(Records from a collection)
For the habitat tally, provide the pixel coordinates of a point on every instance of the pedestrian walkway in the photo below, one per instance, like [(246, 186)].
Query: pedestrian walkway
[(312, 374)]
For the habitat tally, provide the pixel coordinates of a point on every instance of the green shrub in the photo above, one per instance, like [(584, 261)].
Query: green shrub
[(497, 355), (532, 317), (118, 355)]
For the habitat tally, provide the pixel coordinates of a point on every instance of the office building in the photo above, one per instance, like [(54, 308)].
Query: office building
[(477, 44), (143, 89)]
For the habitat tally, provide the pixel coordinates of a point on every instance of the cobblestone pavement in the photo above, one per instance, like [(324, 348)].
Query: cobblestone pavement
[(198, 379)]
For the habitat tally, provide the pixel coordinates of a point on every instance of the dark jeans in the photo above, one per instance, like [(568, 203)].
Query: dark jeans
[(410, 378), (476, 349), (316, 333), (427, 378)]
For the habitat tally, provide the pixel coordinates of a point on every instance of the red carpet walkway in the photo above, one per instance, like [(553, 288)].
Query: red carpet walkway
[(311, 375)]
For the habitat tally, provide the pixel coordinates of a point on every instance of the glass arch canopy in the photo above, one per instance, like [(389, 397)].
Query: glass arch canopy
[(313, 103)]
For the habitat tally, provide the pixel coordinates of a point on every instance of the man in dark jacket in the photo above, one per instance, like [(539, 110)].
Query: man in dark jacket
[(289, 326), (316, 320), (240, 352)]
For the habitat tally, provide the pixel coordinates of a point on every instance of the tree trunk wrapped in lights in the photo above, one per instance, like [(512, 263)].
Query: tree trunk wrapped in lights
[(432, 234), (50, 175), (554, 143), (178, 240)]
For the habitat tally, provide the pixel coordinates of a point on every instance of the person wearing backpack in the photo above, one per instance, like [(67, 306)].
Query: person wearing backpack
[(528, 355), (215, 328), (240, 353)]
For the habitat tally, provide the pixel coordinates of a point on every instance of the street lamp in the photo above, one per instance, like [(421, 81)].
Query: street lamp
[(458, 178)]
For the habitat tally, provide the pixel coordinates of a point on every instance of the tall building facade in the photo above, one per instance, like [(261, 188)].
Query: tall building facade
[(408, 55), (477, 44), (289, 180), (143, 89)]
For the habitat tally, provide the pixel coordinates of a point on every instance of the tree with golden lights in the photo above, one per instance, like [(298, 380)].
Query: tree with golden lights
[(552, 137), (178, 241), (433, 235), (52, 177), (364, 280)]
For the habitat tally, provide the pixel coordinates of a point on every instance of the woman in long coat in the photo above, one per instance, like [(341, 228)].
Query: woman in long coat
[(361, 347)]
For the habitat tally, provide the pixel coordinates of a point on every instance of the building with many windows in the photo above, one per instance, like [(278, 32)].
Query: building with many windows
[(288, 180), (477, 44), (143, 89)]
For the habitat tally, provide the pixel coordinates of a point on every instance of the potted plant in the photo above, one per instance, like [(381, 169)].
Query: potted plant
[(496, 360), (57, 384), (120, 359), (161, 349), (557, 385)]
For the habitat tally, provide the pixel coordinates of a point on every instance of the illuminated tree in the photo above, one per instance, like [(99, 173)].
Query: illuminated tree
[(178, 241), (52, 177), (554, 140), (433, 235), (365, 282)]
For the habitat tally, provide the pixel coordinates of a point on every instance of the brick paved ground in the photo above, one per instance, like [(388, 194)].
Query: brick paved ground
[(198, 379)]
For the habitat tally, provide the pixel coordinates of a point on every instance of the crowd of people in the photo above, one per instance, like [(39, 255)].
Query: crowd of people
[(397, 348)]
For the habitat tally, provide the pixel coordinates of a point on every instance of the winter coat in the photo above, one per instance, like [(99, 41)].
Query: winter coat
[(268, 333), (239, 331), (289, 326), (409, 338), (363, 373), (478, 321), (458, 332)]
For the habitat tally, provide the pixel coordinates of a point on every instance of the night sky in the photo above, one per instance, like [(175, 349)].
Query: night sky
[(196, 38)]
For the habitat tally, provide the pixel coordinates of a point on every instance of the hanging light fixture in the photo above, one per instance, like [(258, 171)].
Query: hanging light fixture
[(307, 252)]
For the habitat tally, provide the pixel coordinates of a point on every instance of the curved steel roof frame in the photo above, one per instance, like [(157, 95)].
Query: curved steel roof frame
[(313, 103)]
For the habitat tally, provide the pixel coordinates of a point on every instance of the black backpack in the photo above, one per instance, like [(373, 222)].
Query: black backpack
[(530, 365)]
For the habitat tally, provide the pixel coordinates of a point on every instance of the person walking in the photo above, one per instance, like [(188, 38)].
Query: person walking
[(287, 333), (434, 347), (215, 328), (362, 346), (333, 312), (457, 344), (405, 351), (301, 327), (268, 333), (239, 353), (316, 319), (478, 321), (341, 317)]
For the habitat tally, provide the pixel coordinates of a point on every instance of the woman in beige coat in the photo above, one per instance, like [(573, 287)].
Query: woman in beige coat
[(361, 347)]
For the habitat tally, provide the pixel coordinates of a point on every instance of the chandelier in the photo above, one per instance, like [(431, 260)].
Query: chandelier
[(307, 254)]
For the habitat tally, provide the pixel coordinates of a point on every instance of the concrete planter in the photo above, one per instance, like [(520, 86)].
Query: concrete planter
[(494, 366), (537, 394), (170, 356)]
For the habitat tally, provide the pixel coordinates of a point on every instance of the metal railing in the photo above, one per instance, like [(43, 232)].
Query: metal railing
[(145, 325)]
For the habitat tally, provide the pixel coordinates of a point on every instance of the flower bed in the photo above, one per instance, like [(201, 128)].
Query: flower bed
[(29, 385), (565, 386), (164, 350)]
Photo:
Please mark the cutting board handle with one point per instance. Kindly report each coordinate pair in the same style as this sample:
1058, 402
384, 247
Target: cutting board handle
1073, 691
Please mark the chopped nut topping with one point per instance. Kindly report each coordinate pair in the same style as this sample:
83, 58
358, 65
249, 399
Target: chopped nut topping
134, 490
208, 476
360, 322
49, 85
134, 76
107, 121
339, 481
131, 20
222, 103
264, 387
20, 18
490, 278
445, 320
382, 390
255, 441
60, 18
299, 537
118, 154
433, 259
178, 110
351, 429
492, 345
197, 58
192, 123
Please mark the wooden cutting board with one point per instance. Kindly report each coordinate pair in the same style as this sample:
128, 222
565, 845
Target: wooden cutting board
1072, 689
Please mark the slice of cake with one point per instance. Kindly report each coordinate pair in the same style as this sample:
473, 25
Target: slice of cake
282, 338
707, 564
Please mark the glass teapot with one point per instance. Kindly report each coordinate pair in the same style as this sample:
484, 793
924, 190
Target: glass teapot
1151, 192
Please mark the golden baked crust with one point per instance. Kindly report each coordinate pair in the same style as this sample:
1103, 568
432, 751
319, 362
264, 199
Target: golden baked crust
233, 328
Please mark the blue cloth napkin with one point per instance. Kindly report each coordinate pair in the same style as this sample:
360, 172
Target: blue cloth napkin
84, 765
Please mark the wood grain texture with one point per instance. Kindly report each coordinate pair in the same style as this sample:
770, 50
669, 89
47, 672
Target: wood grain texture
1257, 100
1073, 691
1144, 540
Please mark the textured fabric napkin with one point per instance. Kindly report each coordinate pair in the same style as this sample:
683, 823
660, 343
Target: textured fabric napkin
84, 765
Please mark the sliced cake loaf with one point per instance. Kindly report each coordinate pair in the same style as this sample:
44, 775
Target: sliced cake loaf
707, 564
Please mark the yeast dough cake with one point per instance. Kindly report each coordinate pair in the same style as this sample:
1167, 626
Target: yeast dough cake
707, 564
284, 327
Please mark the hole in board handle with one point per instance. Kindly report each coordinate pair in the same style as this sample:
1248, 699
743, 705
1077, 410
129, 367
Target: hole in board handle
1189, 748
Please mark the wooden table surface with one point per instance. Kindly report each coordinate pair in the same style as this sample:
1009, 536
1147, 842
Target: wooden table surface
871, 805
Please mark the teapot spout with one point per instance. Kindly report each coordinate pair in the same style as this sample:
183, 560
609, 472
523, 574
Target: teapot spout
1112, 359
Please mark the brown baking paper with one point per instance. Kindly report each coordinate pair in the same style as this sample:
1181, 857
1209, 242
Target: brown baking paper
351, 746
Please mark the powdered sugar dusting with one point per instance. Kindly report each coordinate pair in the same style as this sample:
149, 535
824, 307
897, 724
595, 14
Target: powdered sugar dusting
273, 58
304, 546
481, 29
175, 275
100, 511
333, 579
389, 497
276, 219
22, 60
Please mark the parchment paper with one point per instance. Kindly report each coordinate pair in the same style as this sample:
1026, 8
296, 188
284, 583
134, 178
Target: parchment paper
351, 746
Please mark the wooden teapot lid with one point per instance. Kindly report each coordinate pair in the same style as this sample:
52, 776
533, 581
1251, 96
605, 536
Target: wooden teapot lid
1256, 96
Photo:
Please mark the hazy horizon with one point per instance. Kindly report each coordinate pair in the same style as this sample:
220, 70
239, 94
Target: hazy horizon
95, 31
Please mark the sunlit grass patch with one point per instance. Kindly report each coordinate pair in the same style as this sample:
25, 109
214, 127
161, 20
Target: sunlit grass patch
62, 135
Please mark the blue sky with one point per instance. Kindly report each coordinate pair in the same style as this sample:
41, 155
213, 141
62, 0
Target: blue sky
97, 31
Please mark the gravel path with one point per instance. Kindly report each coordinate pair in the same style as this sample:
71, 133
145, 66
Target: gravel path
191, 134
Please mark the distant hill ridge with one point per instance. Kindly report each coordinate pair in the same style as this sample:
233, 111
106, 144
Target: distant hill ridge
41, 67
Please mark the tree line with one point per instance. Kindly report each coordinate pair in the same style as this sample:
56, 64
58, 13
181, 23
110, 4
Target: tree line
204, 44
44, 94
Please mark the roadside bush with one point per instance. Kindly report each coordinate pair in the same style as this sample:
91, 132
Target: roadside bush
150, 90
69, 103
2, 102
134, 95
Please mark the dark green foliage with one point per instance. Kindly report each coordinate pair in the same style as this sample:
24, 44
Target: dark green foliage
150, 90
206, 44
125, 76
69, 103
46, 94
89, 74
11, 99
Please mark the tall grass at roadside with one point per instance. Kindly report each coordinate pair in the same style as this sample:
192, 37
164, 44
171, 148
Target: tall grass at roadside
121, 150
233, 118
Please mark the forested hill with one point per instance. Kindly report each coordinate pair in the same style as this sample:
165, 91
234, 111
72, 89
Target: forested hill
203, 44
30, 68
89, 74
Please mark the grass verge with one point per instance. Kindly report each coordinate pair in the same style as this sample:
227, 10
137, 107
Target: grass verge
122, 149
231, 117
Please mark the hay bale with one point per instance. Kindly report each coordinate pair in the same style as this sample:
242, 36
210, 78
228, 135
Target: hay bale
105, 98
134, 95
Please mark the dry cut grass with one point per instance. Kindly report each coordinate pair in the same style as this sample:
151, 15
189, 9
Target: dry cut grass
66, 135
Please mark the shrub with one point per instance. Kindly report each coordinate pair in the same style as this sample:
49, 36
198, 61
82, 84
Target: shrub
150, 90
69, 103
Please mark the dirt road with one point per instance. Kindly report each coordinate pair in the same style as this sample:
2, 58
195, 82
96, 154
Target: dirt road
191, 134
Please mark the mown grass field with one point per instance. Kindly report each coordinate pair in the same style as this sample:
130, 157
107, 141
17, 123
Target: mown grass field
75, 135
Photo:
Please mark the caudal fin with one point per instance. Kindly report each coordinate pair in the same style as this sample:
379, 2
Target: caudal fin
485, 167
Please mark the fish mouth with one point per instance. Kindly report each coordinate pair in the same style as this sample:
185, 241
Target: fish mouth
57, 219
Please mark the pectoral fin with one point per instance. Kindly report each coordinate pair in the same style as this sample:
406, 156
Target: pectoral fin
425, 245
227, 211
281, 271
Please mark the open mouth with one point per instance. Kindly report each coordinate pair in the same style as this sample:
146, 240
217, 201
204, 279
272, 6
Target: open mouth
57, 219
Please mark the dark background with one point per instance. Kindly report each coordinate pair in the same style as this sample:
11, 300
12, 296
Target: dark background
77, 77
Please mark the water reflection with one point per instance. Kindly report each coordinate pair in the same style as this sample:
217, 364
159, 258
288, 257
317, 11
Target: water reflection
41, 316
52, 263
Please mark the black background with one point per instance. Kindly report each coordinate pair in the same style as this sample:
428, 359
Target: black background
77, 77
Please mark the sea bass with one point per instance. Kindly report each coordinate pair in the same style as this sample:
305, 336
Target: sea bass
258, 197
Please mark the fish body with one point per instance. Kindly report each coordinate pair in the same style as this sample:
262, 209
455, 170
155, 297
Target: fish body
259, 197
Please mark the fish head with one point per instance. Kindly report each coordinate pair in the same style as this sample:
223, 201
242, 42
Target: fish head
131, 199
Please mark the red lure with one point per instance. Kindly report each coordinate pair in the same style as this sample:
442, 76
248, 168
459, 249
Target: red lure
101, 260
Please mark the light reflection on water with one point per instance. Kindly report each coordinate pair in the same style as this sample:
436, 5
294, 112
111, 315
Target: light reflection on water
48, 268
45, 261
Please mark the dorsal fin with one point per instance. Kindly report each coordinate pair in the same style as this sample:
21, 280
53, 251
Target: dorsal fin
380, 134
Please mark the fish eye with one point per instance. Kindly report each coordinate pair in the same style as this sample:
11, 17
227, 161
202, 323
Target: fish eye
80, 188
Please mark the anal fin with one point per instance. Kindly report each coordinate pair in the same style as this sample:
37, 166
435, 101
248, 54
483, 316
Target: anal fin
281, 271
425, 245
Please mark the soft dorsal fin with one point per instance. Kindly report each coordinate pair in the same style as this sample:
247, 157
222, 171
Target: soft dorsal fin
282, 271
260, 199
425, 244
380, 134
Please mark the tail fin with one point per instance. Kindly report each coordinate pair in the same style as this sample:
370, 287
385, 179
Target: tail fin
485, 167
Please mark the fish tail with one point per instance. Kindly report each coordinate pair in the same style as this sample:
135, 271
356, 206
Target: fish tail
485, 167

EXERCISE - Only the lines from the one that holds "Target: fish eye" through the end of the records should appear in the answer, each restated exactly.

WRITTEN ANSWER -
Target: fish eye
80, 188
Please mark the anal fin with one point per instance. Kindly report each coordinate pair in the same style as this sample:
37, 166
435, 101
248, 54
483, 316
Target: anal fin
281, 271
425, 245
Please mark the soft dorsal fin with one point per instance. Kindly report each coordinate pair in the same style as this sample:
247, 157
222, 171
Target: soft dorsal fin
282, 271
260, 199
425, 244
380, 134
Please mark the tail fin with one point per instance. Kindly report each coordinate pair in the same style as this sample:
370, 287
385, 179
Target: tail fin
485, 167
Please mark the fish tail with one point per instance. Kindly report each coordinate pair in the same style as this sample:
135, 271
356, 206
Target: fish tail
485, 167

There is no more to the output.